* EXERCISE REQUIREMENTS: Copy every line, leaving nothing out and adding nothing.

(Point annotation records)
··········
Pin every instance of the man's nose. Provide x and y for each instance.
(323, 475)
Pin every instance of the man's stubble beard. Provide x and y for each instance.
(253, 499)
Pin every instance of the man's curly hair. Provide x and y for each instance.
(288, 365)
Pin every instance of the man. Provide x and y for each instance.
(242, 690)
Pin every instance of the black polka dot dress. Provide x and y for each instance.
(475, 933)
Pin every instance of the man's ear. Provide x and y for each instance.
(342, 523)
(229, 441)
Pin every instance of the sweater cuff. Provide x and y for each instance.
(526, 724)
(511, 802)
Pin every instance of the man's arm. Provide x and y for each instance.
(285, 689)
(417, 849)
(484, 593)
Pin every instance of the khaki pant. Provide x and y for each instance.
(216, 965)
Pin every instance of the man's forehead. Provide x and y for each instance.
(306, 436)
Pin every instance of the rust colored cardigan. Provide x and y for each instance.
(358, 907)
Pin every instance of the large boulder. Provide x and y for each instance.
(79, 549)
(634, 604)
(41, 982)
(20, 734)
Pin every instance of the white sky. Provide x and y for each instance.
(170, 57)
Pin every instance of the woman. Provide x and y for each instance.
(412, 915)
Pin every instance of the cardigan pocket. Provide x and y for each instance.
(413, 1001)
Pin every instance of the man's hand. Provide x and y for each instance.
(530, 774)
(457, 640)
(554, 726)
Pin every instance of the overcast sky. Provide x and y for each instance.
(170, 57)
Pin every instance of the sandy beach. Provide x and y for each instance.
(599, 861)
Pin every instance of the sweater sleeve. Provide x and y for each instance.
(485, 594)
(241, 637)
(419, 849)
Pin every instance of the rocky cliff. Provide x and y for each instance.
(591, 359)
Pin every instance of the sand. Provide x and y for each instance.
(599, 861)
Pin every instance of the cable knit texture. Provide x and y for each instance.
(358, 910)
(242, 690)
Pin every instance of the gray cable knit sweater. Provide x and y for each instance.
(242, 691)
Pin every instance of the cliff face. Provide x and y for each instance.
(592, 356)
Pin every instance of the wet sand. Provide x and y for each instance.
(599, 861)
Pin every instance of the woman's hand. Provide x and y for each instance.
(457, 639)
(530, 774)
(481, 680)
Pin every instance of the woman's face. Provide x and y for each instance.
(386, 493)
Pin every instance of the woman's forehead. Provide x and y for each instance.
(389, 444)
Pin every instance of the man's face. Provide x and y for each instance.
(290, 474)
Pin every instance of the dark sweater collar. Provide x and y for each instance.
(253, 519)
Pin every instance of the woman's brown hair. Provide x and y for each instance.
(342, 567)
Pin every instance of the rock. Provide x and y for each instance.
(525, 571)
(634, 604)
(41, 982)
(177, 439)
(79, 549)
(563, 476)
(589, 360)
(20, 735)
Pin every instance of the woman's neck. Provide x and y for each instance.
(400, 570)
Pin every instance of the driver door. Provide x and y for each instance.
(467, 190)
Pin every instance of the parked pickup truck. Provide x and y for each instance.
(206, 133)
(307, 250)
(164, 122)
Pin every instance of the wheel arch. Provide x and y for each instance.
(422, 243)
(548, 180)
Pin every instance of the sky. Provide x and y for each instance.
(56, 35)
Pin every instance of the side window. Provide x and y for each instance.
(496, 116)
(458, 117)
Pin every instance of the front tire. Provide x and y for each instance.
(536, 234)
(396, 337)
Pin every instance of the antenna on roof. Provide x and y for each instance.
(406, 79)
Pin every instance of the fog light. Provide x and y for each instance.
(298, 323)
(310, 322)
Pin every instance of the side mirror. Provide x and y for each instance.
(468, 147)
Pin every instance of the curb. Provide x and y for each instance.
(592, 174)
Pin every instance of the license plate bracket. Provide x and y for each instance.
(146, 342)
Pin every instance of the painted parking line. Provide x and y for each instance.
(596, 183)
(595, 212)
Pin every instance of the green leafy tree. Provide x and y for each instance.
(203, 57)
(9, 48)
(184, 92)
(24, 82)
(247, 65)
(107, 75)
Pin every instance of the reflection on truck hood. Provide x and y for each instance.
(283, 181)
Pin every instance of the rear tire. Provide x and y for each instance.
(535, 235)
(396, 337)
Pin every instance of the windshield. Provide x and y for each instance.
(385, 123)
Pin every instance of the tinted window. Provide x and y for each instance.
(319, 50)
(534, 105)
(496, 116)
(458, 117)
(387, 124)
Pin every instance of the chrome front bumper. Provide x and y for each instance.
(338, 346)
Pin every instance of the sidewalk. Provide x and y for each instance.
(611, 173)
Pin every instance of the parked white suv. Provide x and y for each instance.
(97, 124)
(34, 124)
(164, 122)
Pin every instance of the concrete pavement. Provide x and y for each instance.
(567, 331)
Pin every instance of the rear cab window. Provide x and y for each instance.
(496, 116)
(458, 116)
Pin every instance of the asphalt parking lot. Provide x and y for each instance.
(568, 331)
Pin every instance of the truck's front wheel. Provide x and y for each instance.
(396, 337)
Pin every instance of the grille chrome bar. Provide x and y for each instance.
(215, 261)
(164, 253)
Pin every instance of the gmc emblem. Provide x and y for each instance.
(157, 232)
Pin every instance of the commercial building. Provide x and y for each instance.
··········
* RESPONSE TO THE EXERCISE:
Pin every instance of the man's nose. Provide x and y for each instance.
(323, 475)
Pin every instance of the man's stubble beard. Provide x and y for each instance.
(253, 499)
Pin every instance of the man's curly hair. Provide x and y for each instance.
(288, 365)
Pin every instance of the man. Provide x and y for each instance.
(242, 690)
Pin every instance of the black polka dot dress. Provide x and y for each instance.
(475, 933)
Pin every instance of the man's ear. Provide x and y for each instance.
(342, 523)
(229, 441)
Pin every instance of the sweater cuff. Provide x and y for each instance.
(526, 724)
(511, 802)
Pin every instance of the man's arm. Provide x and y for each instance.
(285, 689)
(417, 849)
(484, 593)
Pin every instance of the khaki pant. Provide x and y for each instance.
(216, 965)
Pin every instance of the man's forehead. Provide x and y for each instance.
(306, 436)
Pin every instance of the rust colored cardigan. Provide x and y for each instance.
(358, 907)
Pin every instance of the large boulder. Provide x and y for each instance.
(79, 549)
(634, 604)
(41, 982)
(20, 734)
Pin every instance of the white sky. Provide x and y for each instance.
(170, 57)
Pin every instance of the woman. Provide x and y for each instance.
(412, 915)
Pin every instance of the cardigan pocket. Provide x and y for each instance.
(413, 1001)
Pin every instance of the man's hand. Provide x and y for each instance.
(530, 774)
(457, 640)
(554, 726)
Pin every instance of the overcast sky. Provide x and y for each instance.
(170, 57)
Pin every instance of the sandy beach. Provide x and y for each instance.
(599, 861)
Pin every instance of the sweater sleeve. Provide x and y for each instance.
(485, 594)
(241, 637)
(419, 849)
Pin every instance of the rocky cliff. Provide x and y for each instance.
(591, 359)
Pin every instance of the sand. Provide x and y for each instance.
(599, 861)
Pin every instance of the cable knit texture. Provide x and y for each instance.
(358, 910)
(242, 690)
Pin every instance of the gray cable knit sweater. Provide x and y for each instance.
(242, 691)
Pin every instance of the cliff face. Provide x and y for each instance.
(592, 356)
Pin every instance of the wet sand. Provide x and y for each instance.
(599, 861)
Pin every instance of the woman's hand. Provide x and y for each instance.
(457, 639)
(530, 774)
(481, 680)
Pin every instance of the woman's face. Provide x and y for each instance.
(386, 493)
Pin every instance of the woman's forehead. Provide x and y for each instance.
(389, 444)
Pin every instance of the man's face. Provide x and y for each instance.
(290, 474)
Pin every instance of the dark sweater collar. Provide x and y for each instance.
(253, 519)
Pin every instance of the woman's brown hair. Provide x and y for each instance.
(342, 567)
Pin every instance of the rock. Provide x and y for each instance.
(525, 571)
(634, 604)
(41, 982)
(177, 439)
(79, 549)
(563, 476)
(589, 360)
(20, 735)
Pin every instance of the woman's neck. Provide x and y for each instance.
(400, 570)
Pin every instance of the driver door. Provide x and y for each instance.
(467, 190)
Pin every instance of the parked pickup truck. Provide x and y for each instance.
(206, 133)
(307, 250)
(164, 122)
Pin every instance of the wheel arch. Provide x and y for each instance.
(422, 243)
(548, 180)
Pin every instance of the sky. Provide x and y for each instance.
(56, 35)
Pin every instance of the side window. Provide x and y for each instance.
(496, 116)
(458, 117)
Pin every instance of the front tire. Provide x and y for each instance.
(536, 234)
(396, 337)
Pin every instance of the antenna on roof. Provide x and y for each instance.
(406, 79)
Pin every instance of the fog light. Provide x and y for each instance.
(298, 323)
(310, 322)
Pin every instance of the side mirror. Provide x and y for each instance.
(468, 147)
Pin every instance of the curb. Provide x and y for each instance.
(592, 174)
Pin every instance of the license plate bracket. Provide x and y for each instance.
(146, 342)
Pin every instance of the painted parking line. Provide x and y for each instance.
(596, 183)
(595, 212)
Pin every instance of the green leafy tree. Provide x and y for each instance.
(203, 57)
(9, 48)
(184, 92)
(24, 82)
(247, 65)
(107, 75)
Pin every instance of the reflection on truck hood. Provide x and y for each instance.
(283, 181)
Pin every instance of the rear tire. Provide x and y for each instance.
(535, 235)
(396, 337)
Pin every instance of the windshield. Provide x and y for each instance.
(385, 123)
Pin every instance of the tinted window. Provide x and y for each instance.
(319, 50)
(534, 105)
(496, 116)
(458, 117)
(387, 124)
Pin every instance of the chrome front bumper. Provide x and y for each instance.
(338, 346)
Pin every instance of the sidewalk. Provide x and y for each instance.
(611, 173)
Pin every instance of the parked white suv. Provide x and y for each instance.
(97, 124)
(34, 124)
(164, 122)
Pin every instance of the concrete pavement. Provide x and y for each instance.
(567, 331)
Pin every instance of the rear cab window. Provide x and y for each instance.
(496, 116)
(458, 116)
Pin every instance of the asphalt parking lot. Provide x and y for each instance.
(568, 331)
Pin every instance of the truck's front wheel. Provide x and y for each instance.
(396, 337)
Pin every instance of the grille chrome bar. Provide x and y for each instance.
(215, 261)
(164, 253)
Pin every instance of the gmc emblem. Provide x and y for each instance.
(157, 232)
Pin every instance of the commercial building. Provide x and y for each instance.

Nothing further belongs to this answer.